ТЕКСТ ДЛЯ ЧТЕНИЯ:
○ ○ ○ ○ ○

Марьяна изучает книгу «Танкисты» о событиях у озера Хасан. Вечером Клим с бригадой поёт Марш советских танкистов. Распевая эту песню, Назар даёт две нормы в день. Его портрет печатают в газете. Узнав об этом, Кирилл Петрович говорит Марьяне, что теперь он одобряет её свадьбу с Назаром. «Ой, Клим, Клим дурной», говорит Марьяна и бросается целовать Клима. Входит Кирилл Петрович и Марьяна от смущения выпрыгивает в окно. Клим признаётся Кириллу Петровичу, что он сам любит Марьяну.

Марьяна в ночной степи поёт песню о «нежной, большой любви». Внезапно появляется Клим. Влюблённые признаются друг другу. Из темноты появляется на машине Кирилл Петрович и, освещая парочку бригадиров фарами, поздравляет их. Тут же уговариваются сыграть свадьбу сразу после сева.

Свадьба! Жених в военной форме, невеста — в вышитой сорочке и сарафане, трактористы — в костюмах. Жених и невеста с орденами. Кирилл Петрович провозглашает тост «за мастеров земли, за трактористов». — Живите, хлопцы, размножайтесь, веселитесь, забодай вас комар. Но каждую минуту будьте готовы встретиться с врагом!

Все встают и поют Марш советских танкистов. На словах «когда нас в бой пошлёт товарищ Сталин» все поднимают бокалы к портрету Сталина.

В ролях

История создания

После успеха выпавшего на долю фильма «Богатая невеста» Иван Пырьев получил признание зрителей, критики и лично Сталина. Режиссёр немедленно начинает работу над следующей картиной, главным героем которой станет воин-танкист[2]. Аркадий Захарович Добровольский (1911—1969) в 1936 году завершил сценарий «Трактористы», а уже в 1937 году был репрессирован, пробыл в заключении 21 год. Колымская жизнь А. З. Добровольского упоминается в рассказе Варлама Шаламова «Афинские ночи». В частности: «Пырьев и Ладынина прислали бывшему сценаристу „Трактористов“ и эту поэму» (речь о «Поэме без героя» Ахматовой в первом ташкентском варианте)[3]. Известна также переписка Шаламова и Добровольского с упоминанием Пырьева. По другим данным сценаристом является Евгений Помещиков. Имеются данные и о соавторстве Добровольского и Помещикова[4].

○ ○ ○ ○ ○

ЗАДАНИЕ:
Продолжите текст о фильме «Трактористы» после его последнего предложения.

БЛОК ДАННЫХ:
○ ○ ○ ○ ○

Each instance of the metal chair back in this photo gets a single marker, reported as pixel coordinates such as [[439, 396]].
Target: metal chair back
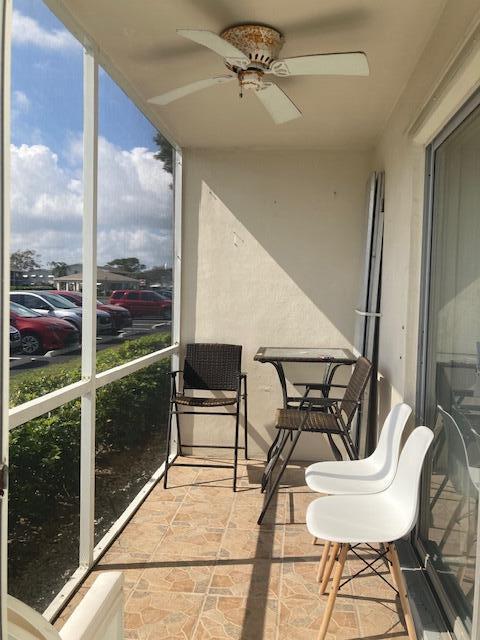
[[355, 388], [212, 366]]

○ ○ ○ ○ ○

ОЖИДАЕМЫЙ ОТВЕТ:
В 1938—1939 году на дальневосточных рубежах страны произошёл ряд военных инцидентов (озеро Хасан, Халкин-Гол), которые доказали боеспособность советских войск, противостоявших японским милитаристам. Напряжённое предвоенное время в Европе диктовало темы для кинематографистов СССР. В ходе работы над фильмом милитаристский настрой, которого не хватало в сценарии, был только усилен. В финальной сцене свадьбы главные герои и гости дружно запевают песню «Броня крепка и танки наши быстры», давая тем самым понять, что советские люди готовы к военным испытаниям[5].

На пробах к картине единственная сложность возникла с характерной ролью Назара Думы. На неё после долгих поисков утверждён молодой актёр из Саратова Борис Андреев, который приехал в Москву с Саратовским театром драмы на летние гастроли. Роль Назара Думы стала дебютом успешной кинокарьеры и началом большой дружбы Андреева с Петром Алейниковым, которую они пронесли через всю жизнь.

Натурные съёмки картины прошли в УССР летом-осенью 1938 года, в Николаевской области (Гурьевская МТС). В декабре 1938 года фильм был закончен, а премьера его состоялась 3 июля 1939 года[5].

Фильм получил широкое признание зрительской аудитории. Песни из фильма приобрели самостоятельную популярность, став одними из самых любимых народных песен на военную тематику.

Только двое тех танкистов,
Тот водитель и стрелок,
Всё глядят на гармониста
Словно что-то невдомёк.

И, сменивши пальцы быстро,
Он, как будто на заказ,
Здесь повёл о трёх танкистах,
Трёх товарищах рассказ.

«Василий Тёркин» А.Твардовский

Художественное значение

Фильмы «Богатая невеста» и «Трактористы» — первые в ряду работ Пырьева мифологизирующие колхозный быт, изображающий идеализированную картину на экране, ставшую классикой сталинского периода в кинематографе[6].

Внешне конфликт фильма заключён в любовном треугольнике. Но личные отношения героев всегда рассматриваются как вторичные и лишь постольку, поскольку они одобрены властью. Главный герой доказывает искренность чувств любимой женщине победами на трудовом фронте. Характерна сцена, в которой Клим Ярко рассказывает о своих чувствах к Марьяне сначала не ей самой, а начальнику МТС[7].

Особенность этой картины в искренности пафоса, который в фильмах 1930—1950 годов всерьёз воспринимался аудиторией как изображение будущей светлой жизни. Другая важная особенность — подспудное настроение надвигающейся войны и катастрофы, довлеющее над вполне безобидным основным героико-романтическим сюжетом. Даже символ технического прогресса 1930-х годов трактор преподносится в фильме как мирный танк. Герои готовы пересесть в настоящие танки по первому призыву[7].

Фильм Пырьева «Трактористы» интересен тем, что картина мира в нём как бы раздваивается. Став воспроизведением утопической картины зажиточной колхозной жизни, свойственной лиминарию, фильм в то же время свидетельствует о прорыве в эту утопию активного пассионарного начала.[8]

Фильм стал олицетворением той идеи, к которой стремилась страна и советская власть. Именно так представляла она будущую жизнь в колхозе.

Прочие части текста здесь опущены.